DATA SUPPLIED:

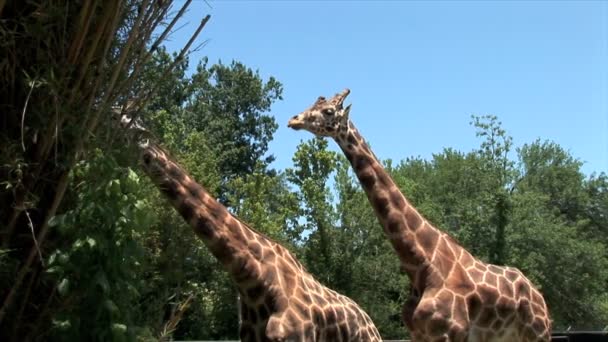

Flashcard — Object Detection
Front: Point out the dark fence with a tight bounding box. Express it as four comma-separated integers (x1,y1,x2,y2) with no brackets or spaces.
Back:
551,331,608,341
175,331,608,342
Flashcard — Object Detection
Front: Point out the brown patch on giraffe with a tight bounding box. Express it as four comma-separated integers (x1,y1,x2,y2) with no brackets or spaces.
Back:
477,306,496,327
372,194,390,217
498,276,514,298
517,299,533,323
282,274,297,296
297,287,313,304
256,235,270,247
343,150,355,163
477,285,499,305
186,181,205,199
428,315,450,335
194,216,214,239
434,249,454,277
466,293,482,322
335,306,346,323
524,326,537,341
484,272,498,288
449,264,475,295
241,226,255,240
232,259,258,284
168,164,185,181
392,236,422,265
531,289,544,305
468,268,484,283
209,205,227,221
265,294,287,312
375,167,393,187
160,180,180,200
488,265,503,275
459,251,476,268
389,189,406,209
292,298,311,318
303,322,315,340
249,241,263,260
386,212,403,234
246,283,265,302
347,134,358,146
358,169,376,190
532,317,547,334
474,262,487,272
436,289,455,317
514,280,530,300
325,307,338,325
214,241,236,264
312,305,325,326
453,295,468,321
436,236,457,262
263,249,276,263
491,318,504,331
339,323,350,341
258,303,270,321
496,296,515,319
531,302,545,317
177,198,197,222
404,208,423,231
354,155,369,172
505,269,519,281
416,226,440,253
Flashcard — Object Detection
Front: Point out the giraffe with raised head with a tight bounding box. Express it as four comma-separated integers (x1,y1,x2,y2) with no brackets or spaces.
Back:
117,112,381,342
288,89,551,341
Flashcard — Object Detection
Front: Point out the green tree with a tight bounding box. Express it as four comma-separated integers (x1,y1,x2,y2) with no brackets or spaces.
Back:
286,138,340,286
187,59,283,193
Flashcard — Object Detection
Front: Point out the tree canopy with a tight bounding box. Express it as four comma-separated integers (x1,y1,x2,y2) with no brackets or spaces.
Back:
1,2,606,340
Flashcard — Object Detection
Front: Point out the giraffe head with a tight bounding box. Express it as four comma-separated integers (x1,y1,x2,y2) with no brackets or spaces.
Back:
287,88,352,137
114,110,167,180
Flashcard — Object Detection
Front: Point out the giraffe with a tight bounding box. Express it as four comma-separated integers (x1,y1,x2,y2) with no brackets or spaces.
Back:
287,89,552,342
117,113,381,342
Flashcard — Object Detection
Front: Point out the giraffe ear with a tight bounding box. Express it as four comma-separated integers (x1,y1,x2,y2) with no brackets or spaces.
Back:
342,104,352,120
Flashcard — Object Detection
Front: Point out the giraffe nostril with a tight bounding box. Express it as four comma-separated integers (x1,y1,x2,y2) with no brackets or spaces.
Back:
143,153,151,165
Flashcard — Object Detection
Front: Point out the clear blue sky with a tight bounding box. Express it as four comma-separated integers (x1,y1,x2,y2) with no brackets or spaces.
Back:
164,0,607,175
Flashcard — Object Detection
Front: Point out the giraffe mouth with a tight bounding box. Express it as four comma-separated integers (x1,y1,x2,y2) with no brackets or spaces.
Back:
287,117,304,130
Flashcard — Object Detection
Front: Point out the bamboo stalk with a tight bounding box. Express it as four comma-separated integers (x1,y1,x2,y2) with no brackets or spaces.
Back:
0,169,69,325
68,0,119,104
67,0,95,64
12,269,38,340
112,0,193,114
132,14,210,118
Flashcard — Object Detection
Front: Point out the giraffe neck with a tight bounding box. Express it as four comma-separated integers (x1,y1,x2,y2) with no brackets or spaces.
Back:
334,121,462,289
141,143,285,288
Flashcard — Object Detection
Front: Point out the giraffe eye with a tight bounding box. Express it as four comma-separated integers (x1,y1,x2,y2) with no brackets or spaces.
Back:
322,108,335,116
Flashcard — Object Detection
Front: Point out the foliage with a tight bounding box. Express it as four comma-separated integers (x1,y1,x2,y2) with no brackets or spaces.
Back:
44,150,153,341
1,3,606,339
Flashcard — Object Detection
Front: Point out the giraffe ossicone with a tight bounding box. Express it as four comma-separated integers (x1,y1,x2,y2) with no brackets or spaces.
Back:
288,89,552,341
117,108,381,342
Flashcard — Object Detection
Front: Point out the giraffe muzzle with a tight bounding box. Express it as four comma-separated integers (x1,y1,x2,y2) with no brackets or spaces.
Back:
287,115,304,130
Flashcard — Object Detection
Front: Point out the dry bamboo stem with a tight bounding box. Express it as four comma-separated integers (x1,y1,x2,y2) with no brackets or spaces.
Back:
68,0,95,64
0,169,70,324
69,0,117,103
133,14,210,118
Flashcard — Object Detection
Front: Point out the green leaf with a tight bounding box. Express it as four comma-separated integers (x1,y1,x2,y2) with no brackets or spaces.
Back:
86,237,96,248
95,271,110,293
57,278,70,296
48,215,63,227
111,323,127,334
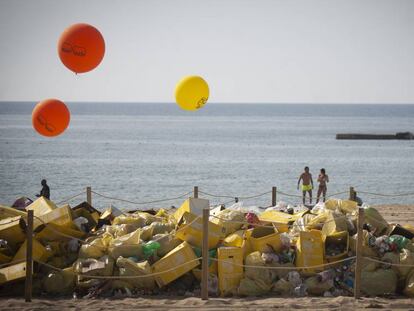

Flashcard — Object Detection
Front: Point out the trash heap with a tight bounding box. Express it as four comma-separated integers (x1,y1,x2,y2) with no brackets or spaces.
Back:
1,196,414,298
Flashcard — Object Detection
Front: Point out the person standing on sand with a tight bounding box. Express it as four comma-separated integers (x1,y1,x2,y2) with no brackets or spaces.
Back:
316,168,329,203
36,179,50,200
297,167,313,205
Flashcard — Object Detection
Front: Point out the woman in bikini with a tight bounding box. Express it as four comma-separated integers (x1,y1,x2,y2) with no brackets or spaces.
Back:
316,168,329,203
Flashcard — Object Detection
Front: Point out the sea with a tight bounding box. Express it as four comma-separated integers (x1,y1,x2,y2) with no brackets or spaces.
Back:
0,102,413,210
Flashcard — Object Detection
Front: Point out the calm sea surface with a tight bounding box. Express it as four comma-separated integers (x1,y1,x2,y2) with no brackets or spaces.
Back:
0,103,413,209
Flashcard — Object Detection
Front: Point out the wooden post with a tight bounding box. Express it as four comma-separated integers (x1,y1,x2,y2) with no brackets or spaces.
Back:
194,186,199,199
25,210,34,302
272,186,277,207
349,187,356,201
201,208,209,300
86,186,92,206
354,207,364,299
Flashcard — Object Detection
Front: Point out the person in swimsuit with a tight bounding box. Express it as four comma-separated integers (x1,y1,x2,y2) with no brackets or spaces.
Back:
316,168,329,203
297,166,313,205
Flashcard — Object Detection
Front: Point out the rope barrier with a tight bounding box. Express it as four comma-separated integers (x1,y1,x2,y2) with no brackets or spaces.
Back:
210,256,356,270
56,192,85,205
356,190,414,198
36,258,202,279
91,190,193,205
199,190,272,200
362,256,414,267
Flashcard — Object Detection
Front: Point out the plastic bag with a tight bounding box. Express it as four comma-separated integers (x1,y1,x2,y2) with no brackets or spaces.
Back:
78,233,112,259
112,214,146,228
388,235,410,251
142,241,160,259
244,251,272,284
382,248,414,278
108,228,143,259
139,225,154,241
272,278,293,295
361,268,397,296
404,269,414,297
43,267,75,295
116,257,155,289
211,209,245,237
238,278,271,296
304,276,334,296
150,221,175,235
152,233,182,257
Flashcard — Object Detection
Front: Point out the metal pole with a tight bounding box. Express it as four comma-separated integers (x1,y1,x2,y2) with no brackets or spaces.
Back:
86,186,92,206
201,208,209,300
194,186,199,199
25,210,33,302
354,207,364,299
272,186,277,206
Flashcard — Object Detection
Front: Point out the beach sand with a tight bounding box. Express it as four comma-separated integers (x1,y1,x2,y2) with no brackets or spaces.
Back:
1,204,413,310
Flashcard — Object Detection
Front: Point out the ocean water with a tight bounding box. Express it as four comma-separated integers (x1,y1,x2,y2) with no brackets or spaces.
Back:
0,102,413,210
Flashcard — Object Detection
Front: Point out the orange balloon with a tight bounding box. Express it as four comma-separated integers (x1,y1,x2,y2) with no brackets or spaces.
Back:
58,23,105,73
32,99,70,137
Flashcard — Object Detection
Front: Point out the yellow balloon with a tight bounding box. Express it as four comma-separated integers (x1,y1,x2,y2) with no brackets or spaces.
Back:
174,76,209,111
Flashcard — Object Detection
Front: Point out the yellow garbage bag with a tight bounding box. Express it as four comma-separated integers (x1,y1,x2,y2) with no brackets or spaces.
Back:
382,249,414,278
112,214,146,228
43,267,75,295
210,209,245,237
272,278,293,295
325,199,357,214
152,233,182,257
79,233,112,259
150,221,176,235
116,257,155,289
404,269,414,297
305,275,334,295
361,268,398,296
105,224,138,238
136,212,163,225
108,228,143,259
321,212,348,236
238,278,271,296
139,225,154,241
244,251,273,285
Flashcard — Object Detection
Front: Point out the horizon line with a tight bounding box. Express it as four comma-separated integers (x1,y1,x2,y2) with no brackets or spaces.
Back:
1,101,414,105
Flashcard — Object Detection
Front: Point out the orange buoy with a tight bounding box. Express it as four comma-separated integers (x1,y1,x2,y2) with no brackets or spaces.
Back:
58,23,105,74
32,99,70,137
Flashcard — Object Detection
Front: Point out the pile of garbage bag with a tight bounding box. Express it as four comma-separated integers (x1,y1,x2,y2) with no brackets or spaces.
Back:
1,196,414,298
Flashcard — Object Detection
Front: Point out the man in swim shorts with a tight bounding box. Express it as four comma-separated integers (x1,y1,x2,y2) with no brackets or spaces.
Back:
297,167,313,205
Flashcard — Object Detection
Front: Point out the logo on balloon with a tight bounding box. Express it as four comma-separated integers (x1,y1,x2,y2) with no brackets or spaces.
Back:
36,114,56,133
196,97,208,109
61,42,86,57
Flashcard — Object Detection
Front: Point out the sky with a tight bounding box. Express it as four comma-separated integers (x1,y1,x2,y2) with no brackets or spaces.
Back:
0,0,413,104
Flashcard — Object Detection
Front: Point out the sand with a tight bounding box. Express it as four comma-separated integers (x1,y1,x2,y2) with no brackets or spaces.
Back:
1,204,413,310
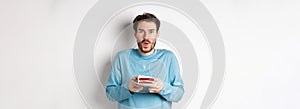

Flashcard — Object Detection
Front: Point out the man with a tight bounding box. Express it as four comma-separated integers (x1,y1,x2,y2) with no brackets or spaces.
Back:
106,13,184,109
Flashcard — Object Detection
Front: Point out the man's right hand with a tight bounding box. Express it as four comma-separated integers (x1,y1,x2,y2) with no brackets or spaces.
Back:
128,76,144,93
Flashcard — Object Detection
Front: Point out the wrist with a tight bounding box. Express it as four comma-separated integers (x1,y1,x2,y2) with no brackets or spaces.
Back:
129,90,134,94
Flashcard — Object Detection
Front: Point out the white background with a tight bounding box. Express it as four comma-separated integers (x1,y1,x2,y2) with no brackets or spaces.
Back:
0,0,300,109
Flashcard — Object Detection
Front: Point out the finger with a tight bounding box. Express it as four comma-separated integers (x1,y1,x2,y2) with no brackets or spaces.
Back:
132,82,140,87
133,85,141,89
131,76,137,81
133,86,144,92
137,86,144,90
148,86,156,89
153,86,160,89
130,85,142,92
149,83,161,88
148,88,158,93
133,84,143,89
149,90,155,93
153,78,158,82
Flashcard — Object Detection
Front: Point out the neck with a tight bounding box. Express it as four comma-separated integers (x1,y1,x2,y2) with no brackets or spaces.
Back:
138,49,155,56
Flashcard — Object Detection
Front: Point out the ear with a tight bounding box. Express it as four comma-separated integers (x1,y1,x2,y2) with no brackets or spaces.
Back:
134,30,138,38
156,30,160,38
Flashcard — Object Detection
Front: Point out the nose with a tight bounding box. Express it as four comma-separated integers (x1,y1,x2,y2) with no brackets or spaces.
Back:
143,32,150,39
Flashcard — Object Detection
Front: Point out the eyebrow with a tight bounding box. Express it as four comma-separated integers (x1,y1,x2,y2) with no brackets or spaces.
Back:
137,28,156,31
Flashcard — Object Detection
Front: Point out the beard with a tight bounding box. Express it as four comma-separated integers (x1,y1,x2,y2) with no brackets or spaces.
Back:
137,39,156,54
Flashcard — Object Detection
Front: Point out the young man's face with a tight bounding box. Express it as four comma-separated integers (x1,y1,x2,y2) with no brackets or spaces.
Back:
134,21,159,54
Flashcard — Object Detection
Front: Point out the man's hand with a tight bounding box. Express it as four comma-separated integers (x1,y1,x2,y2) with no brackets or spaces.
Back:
128,76,144,93
148,78,164,93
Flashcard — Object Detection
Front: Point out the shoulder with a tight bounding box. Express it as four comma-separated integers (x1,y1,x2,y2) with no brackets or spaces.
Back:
156,49,176,57
116,49,132,55
115,49,135,58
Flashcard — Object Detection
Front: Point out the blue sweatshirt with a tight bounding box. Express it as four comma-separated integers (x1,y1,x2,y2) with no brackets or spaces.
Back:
106,49,184,109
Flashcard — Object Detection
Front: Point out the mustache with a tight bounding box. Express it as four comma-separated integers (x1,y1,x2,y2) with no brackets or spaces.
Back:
139,39,152,44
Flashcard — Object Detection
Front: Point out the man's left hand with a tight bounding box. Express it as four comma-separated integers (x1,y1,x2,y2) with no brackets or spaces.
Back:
148,78,164,93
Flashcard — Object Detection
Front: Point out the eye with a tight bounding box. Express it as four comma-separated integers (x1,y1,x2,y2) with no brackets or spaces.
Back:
150,30,155,34
138,30,144,33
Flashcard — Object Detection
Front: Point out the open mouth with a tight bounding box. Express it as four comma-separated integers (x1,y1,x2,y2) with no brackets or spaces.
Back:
142,40,151,46
143,42,149,46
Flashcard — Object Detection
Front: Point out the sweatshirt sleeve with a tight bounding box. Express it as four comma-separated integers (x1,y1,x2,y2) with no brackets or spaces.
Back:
106,53,132,102
158,52,184,102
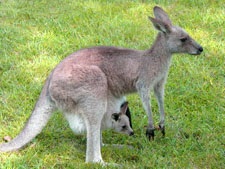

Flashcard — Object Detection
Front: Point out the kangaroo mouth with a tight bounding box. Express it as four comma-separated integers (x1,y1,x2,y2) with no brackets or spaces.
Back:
190,52,202,55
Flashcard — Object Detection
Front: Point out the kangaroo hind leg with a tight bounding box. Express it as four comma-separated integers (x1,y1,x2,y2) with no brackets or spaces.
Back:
82,85,107,162
83,100,106,163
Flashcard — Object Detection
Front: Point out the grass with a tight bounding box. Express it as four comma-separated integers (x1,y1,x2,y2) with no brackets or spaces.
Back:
0,0,224,168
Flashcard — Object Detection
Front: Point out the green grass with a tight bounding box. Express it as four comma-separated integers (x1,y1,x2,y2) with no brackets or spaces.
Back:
0,0,224,168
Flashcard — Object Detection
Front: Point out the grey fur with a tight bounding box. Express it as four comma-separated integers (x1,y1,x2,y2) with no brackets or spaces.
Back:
0,6,203,163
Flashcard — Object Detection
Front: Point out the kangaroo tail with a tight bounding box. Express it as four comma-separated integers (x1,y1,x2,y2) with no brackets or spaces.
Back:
0,77,55,152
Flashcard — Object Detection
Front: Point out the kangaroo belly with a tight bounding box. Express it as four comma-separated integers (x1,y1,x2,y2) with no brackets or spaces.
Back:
64,113,86,134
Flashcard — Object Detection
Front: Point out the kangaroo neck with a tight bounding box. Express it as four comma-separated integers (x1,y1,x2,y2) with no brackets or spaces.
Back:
146,32,171,59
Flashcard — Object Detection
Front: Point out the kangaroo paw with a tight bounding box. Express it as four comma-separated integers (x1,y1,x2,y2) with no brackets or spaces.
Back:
146,128,155,141
159,124,165,137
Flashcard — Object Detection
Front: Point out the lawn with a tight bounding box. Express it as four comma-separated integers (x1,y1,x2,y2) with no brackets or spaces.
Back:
0,0,224,168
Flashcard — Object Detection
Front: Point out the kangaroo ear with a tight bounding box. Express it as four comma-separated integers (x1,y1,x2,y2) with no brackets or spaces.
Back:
111,113,120,121
153,6,172,26
149,16,171,34
120,101,128,115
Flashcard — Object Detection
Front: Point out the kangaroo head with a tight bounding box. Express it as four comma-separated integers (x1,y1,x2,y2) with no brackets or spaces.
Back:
111,102,134,136
149,6,203,55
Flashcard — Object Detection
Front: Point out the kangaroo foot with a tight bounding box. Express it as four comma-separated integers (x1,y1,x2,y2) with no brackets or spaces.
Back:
146,128,155,140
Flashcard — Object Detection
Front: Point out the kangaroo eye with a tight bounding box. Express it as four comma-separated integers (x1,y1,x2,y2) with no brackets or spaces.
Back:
122,125,126,129
180,37,188,42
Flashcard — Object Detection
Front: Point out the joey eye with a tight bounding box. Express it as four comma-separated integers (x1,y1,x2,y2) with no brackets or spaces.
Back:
180,37,188,42
122,125,126,129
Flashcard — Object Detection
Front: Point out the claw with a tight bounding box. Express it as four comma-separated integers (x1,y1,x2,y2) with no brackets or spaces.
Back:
146,128,155,140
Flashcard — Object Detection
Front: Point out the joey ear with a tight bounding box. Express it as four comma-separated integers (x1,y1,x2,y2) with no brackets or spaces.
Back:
111,113,120,121
148,16,171,34
120,101,128,115
153,6,172,26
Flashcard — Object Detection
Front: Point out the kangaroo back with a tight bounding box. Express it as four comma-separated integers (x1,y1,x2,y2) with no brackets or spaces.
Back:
0,76,55,152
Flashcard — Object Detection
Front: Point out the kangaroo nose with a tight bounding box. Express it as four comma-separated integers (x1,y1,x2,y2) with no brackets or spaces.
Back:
129,132,134,136
199,46,203,52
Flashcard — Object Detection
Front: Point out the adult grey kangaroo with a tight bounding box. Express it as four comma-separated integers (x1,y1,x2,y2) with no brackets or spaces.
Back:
0,6,203,163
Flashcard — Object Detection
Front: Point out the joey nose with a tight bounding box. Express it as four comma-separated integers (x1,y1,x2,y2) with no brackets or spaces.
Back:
198,46,203,52
129,132,134,136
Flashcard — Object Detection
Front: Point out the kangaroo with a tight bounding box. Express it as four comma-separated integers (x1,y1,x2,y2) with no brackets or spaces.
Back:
0,6,203,163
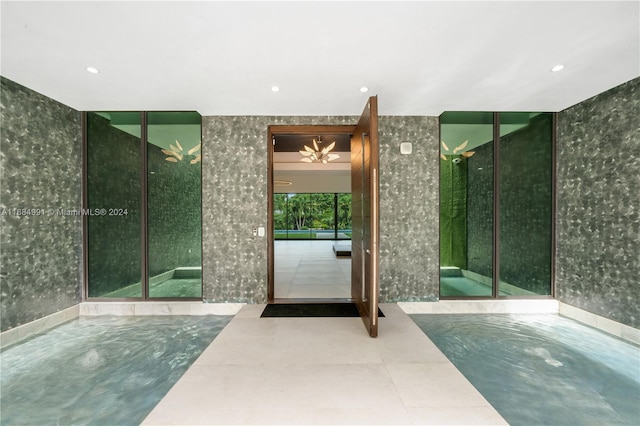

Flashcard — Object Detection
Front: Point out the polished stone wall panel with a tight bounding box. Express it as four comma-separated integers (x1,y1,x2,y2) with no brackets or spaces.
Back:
378,116,440,301
0,77,82,331
201,115,440,303
499,114,553,294
148,143,202,277
201,116,354,303
557,77,640,328
86,114,141,296
466,142,494,277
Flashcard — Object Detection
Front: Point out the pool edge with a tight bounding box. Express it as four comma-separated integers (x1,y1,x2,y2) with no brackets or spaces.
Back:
398,300,640,345
0,305,80,349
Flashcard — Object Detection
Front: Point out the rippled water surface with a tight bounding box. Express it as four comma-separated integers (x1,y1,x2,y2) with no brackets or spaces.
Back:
411,314,640,426
1,315,232,426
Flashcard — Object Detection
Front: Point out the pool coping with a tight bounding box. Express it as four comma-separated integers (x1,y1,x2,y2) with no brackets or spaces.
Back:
0,305,79,349
398,300,640,346
3,300,638,349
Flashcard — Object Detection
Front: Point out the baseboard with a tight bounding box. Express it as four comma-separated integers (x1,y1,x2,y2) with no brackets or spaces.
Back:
0,305,79,349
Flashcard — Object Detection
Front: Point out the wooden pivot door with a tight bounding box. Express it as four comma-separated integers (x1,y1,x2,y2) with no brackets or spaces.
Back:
350,96,380,337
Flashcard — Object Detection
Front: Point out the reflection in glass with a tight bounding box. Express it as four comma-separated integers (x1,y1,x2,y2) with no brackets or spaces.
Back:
499,113,553,296
440,112,494,297
87,112,142,297
147,112,202,298
439,112,554,298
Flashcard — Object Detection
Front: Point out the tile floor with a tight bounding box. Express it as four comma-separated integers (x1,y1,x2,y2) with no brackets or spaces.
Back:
142,303,507,425
274,240,351,299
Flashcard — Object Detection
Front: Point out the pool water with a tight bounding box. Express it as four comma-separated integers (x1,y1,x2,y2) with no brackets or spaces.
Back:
0,315,232,425
411,313,640,426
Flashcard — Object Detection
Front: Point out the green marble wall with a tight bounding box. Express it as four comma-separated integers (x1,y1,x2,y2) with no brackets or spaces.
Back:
557,77,640,328
499,113,553,294
201,115,440,303
86,113,141,297
147,143,202,278
378,116,440,301
0,77,82,331
466,142,494,278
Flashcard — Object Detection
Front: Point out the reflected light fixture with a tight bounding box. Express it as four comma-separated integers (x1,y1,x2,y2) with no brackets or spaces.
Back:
299,136,340,164
551,64,565,72
86,66,99,74
360,86,369,93
439,140,475,162
162,140,201,164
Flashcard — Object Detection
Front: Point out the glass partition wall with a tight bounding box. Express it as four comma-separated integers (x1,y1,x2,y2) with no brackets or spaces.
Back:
439,112,554,298
85,111,202,299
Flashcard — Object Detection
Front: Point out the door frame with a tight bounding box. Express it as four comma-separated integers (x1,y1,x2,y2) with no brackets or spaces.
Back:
267,125,355,303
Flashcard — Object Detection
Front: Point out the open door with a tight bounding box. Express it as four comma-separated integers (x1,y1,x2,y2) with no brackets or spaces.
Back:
351,96,379,337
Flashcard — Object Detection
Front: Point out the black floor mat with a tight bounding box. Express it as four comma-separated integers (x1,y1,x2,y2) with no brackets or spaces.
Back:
260,303,384,318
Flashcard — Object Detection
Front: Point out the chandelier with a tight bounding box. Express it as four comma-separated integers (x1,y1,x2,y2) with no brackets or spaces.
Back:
299,136,340,163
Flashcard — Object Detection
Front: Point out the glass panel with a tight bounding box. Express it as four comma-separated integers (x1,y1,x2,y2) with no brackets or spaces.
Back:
499,113,553,296
310,193,335,239
273,193,350,240
286,193,311,239
87,112,142,297
273,193,288,239
440,112,494,297
147,112,202,298
337,193,352,240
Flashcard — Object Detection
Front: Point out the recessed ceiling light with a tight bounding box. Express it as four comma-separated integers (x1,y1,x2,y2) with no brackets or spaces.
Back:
86,66,99,74
551,65,565,72
271,86,280,92
360,86,369,93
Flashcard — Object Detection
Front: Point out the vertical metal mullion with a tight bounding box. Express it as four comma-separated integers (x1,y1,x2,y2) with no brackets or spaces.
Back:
493,112,500,298
140,112,149,299
551,112,558,298
199,115,204,300
334,193,339,240
81,112,89,300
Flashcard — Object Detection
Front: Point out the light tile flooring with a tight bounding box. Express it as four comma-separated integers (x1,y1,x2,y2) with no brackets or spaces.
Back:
142,303,507,425
275,240,351,299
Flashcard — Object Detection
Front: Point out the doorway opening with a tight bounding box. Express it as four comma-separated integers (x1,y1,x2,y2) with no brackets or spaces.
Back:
266,96,380,337
268,126,354,303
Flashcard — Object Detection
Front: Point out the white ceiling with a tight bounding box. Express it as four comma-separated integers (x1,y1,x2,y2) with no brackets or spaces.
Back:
1,1,638,116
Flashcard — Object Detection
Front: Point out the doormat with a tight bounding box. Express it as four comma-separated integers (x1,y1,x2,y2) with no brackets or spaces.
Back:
260,303,384,318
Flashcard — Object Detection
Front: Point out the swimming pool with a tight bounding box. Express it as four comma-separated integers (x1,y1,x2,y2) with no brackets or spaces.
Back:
0,315,232,425
411,313,640,425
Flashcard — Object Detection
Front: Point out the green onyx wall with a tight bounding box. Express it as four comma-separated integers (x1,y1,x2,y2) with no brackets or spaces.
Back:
0,77,82,331
499,114,553,294
557,77,640,328
378,116,440,302
201,115,440,303
147,143,202,278
466,142,494,278
86,114,142,297
86,113,203,297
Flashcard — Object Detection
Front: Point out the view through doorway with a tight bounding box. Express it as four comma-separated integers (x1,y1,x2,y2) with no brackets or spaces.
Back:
266,97,380,337
269,127,353,301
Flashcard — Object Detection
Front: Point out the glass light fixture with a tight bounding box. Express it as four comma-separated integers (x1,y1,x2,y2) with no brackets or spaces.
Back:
299,136,340,164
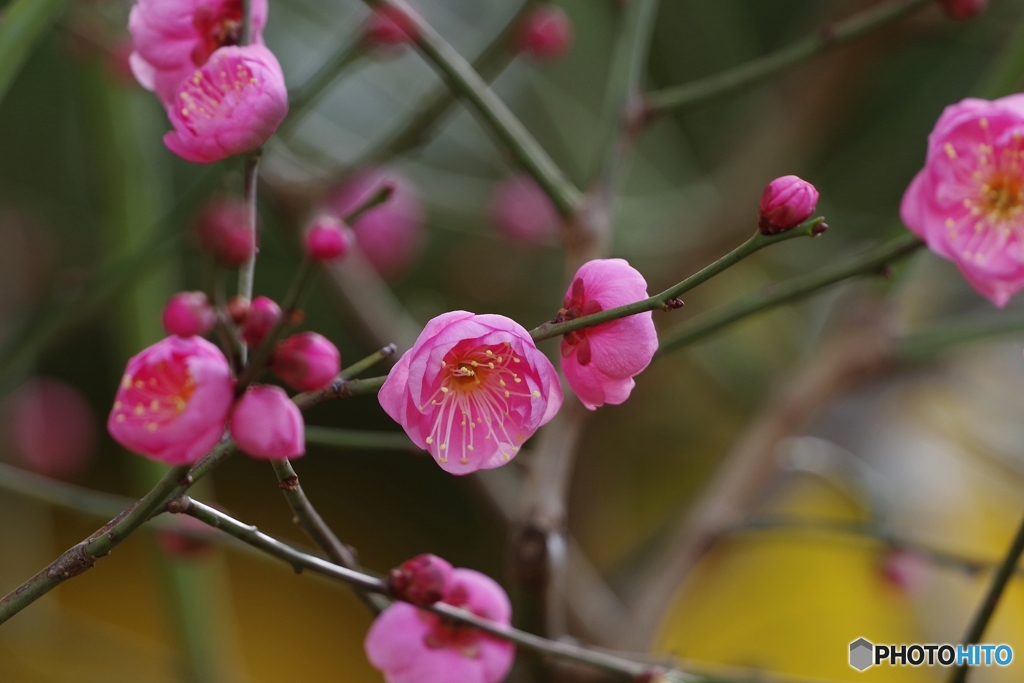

TO DO: Copy each line containing the word "head" from the data.

OUTPUT OF THE EXERCISE:
Front: Point out the giraffe with raised head with a tight bounding box. Express it as four comma-separated integers (x1,y1,x2,y2) with no brackets or spaces.
Front: Point out the giraffe head with a tight bounding box. Express it as four comma-separated integers (x1,y1,x2,y2) with no brackets or spaces.
Front: Point out the kangaroo head with a tight bounding box. Express it as four comma-separated integers (x1,y1,x2,y2) with no brackets or spaces.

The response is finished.